TEXT BLOCK —
This one is a personal favourite. "Reluctant sale." It paints a picture of a seller who is heartbroken to be parting with their pride and joy. They've cherished this car, they've loved it, and they're only selling it because of some unforeseen and tragic circumstance. It's a tale of woe, a story of sacrifice, and it's almost always a complete and utter fabrication.

 

What "reluctant sale" really means is that the seller's long suffering partner has finally put their foot down. They've discovered the mountain of receipts hidden in the shed, they've realised that the 'investment' is actually a money pit, and they've issued an ultimatum. It's either the car or them. So, the seller is reluctantly selling the car, in the same way that a fox is reluctantly selling a chicken. They've been caught, and now they have to face the consequences.

reluctant_sale

Needs some TLC

 

This is perhaps the most dangerous phrase of them all. "Needs some TLC." It sounds so gentle, so manageable. A bit of tender loving care. How hard can that be? You picture yourself spending a pleasant weekend polishing the chrome and tightening a few loose screws. The reality is that "TLC" stands for "Total Life Commitment." This car doesn't need a bit of a polish; it needs a full, ground up, nut and bolt restoration.

 

It needs an engine rebuild, a new chassis, and an interior that doesn't smell like a badger's armpit. It needs more welding than the Forth Bridge, and it will consume every spare moment of your time and every spare penny in your bank account. When you see "needs some TLC," you should run for the hills. Unless, of course, you're a glutton for punishment and you've always fancied taking up a second career as a mechanic, welder, and financial wizard. In which case, knock yourself out.

 

Easy project

 

Here we have the cousin of "needs some TLC." The phrase "easy project" is designed to lure in the unsuspecting enthusiast who fancies a bit of light tinkering. It suggests that all that's required is a new set of spark plugs and a quick wash, and you'll have a show winning classic on your hands. This, of course, is a lie. A big, fat, oily lie. An "easy project" is a car that has been taken apart by someone with no mechanical sympathy and a socket set made of cheese.

CHALLENGE 1 — List every line of the rows that contains the string "denim".
CHALLENGE 2 — Continue the passage on classic car advertising phrases from the point where it stops.
The rows that come next are unrelated to the passage on classic car advertising phrases.

(Coordinate annotation records)
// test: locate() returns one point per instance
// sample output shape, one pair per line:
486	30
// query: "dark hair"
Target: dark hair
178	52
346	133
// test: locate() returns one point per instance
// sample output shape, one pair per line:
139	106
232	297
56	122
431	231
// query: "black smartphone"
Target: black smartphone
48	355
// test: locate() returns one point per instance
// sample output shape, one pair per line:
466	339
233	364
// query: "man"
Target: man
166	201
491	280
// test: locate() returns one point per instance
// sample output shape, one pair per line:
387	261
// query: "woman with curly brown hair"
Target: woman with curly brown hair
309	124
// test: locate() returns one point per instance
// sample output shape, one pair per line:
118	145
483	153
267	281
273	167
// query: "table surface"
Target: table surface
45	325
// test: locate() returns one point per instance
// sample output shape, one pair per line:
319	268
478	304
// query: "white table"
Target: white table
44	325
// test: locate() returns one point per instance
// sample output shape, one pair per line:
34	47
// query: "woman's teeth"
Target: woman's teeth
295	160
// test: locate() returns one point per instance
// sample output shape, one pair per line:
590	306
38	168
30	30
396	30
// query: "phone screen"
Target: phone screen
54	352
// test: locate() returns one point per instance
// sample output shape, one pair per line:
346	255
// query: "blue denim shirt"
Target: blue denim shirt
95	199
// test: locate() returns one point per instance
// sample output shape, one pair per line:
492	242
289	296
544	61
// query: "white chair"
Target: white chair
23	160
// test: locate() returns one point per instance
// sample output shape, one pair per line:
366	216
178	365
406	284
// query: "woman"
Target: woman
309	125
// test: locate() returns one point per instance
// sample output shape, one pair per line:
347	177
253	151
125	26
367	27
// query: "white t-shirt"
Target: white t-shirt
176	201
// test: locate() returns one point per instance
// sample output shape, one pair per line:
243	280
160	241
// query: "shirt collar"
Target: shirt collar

EXERCISE ANSWER 1 —
// query: "blue denim shirt"
Target: blue denim shirt

EXERCISE ANSWER 2 —
It's a jigsaw puzzle with half the pieces missing and no picture to guide you. The engine is in a box, the interior is in a bin bag, and the wiring loom looks like a plate of multi coloured spaghetti. It's a project, alright. But it's not easy. It's the automotive equivalent of climbing Mount Everest in your flip flops. It's a test of your sanity, your patience, and your ability to decipher the scribbled notes left by the previous owner. Proceed with extreme caution, and a very, very big tool box.

light_patina

Priced to sell

 

"Priced to sell." This sounds like a bargain, doesn't it? It implies that the seller is a motivated, reasonable individual who is offering the car at a competitive price. It suggests that you're about to get a great deal, a real steal. The reality is that the car is "priced to sell" because the seller is desperate to get rid of it. They've had it advertised for months, they've had no serious interest, and they're on the verge of paying someone to take it away.

 

It's the automotive equivalent of a DFS sale. It's always on, and the price is always dropping. When you see "priced to sell," you should be asking yourself why. Is it because the car has a terminal case of rust? Is it because the engine is made of cheese? Or is it because the seller is a known con artist who is trying to offload a lemon? The answer is probably all of the above. So, by all means, go and have a look. But take your cynical friend with you. And a magnet.

 

Lots of history

 

Next up, we have "lots of history." This is a phrase that's designed to give the car an air of provenance, of importance. It suggests a folder full of receipts, a stamped service book, and a handwritten letter from the first owner. It implies that the car has been cherished, that its every move has been documented. What it actually means is that the car comes with a glovebox full of old MOT certificates and a Haynes manual that's covered in greasy fingerprints.

 

It means that the seller has kept every single receipt, including the one for the air freshener they bought in 1997. It's a paper trail of mediocrity, a history of bodged repairs and cheap parts. It's not the kind of history you want. It's the kind of history that will give you nightmares. So, when you see "lots of history," don't be fooled. It's not a sign of a well maintained car. It's a sign of a car that has had a lot of things go wrong with it. And a seller who is very, very good at keeping receipts.

 

Ran when parked

 

This one is a stone cold classic of the genre. "Ran when parked." It's a statement that is simultaneously reassuring and deeply alarming. It tells you that the car was, at some point in its life, a functioning motor vehicle. It also tells you that it has been sitting in a field, a barn, or behind a pub for an unspecified period of time, and nobody has had the courage to try starting it since.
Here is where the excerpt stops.